**GIVEN INSTRUCTION**
In the records below, how many lines contain the string "pants"? Reply with the number alone.

**DATA LISTING**
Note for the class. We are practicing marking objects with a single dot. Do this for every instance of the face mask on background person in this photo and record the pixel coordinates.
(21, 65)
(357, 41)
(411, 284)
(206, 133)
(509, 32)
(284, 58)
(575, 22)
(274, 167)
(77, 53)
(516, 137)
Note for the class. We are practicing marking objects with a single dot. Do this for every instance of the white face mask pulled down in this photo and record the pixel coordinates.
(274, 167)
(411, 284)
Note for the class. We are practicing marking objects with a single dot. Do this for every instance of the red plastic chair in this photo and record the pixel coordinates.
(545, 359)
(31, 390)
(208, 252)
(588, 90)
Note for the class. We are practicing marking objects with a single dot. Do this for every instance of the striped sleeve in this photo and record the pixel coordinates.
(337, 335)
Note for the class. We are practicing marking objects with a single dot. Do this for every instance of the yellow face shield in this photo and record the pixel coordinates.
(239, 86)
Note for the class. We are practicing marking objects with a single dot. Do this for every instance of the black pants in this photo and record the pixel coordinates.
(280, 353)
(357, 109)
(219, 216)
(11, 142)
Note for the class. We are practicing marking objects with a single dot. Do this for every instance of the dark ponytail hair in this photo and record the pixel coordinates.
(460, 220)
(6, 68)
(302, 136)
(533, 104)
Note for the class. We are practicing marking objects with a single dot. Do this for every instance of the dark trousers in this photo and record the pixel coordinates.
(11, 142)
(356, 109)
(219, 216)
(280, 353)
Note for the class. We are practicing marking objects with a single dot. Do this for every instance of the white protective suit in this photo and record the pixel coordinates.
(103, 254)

==

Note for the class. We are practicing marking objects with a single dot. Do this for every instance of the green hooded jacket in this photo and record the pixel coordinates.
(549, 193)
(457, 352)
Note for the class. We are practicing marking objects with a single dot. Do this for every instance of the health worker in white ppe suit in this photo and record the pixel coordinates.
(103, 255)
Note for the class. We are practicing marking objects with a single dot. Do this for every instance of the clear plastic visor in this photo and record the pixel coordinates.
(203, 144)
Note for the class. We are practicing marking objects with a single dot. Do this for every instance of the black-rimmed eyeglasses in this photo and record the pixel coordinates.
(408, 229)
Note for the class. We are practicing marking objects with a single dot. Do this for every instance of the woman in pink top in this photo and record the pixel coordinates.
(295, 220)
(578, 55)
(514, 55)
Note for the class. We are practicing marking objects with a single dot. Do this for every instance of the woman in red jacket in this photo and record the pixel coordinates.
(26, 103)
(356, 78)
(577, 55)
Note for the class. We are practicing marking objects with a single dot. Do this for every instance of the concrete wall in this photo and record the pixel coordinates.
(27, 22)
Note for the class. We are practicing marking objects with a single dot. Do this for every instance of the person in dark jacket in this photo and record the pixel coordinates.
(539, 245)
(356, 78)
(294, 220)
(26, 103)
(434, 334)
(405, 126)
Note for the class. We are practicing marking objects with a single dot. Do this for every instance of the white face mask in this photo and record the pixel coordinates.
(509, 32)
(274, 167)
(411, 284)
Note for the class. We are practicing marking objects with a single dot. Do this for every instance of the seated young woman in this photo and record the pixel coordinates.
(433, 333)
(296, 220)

==

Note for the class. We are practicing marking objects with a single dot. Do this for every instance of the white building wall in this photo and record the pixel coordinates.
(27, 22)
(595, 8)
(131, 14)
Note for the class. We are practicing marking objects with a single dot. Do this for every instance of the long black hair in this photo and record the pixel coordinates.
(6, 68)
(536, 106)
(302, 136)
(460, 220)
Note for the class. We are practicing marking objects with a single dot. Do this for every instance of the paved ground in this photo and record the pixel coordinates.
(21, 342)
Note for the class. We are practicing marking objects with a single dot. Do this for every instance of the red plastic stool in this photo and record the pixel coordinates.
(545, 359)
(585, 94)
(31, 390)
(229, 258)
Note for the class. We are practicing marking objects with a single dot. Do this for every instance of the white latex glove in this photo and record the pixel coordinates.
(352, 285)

**RESPONSE TO THIS EXERCISE**
1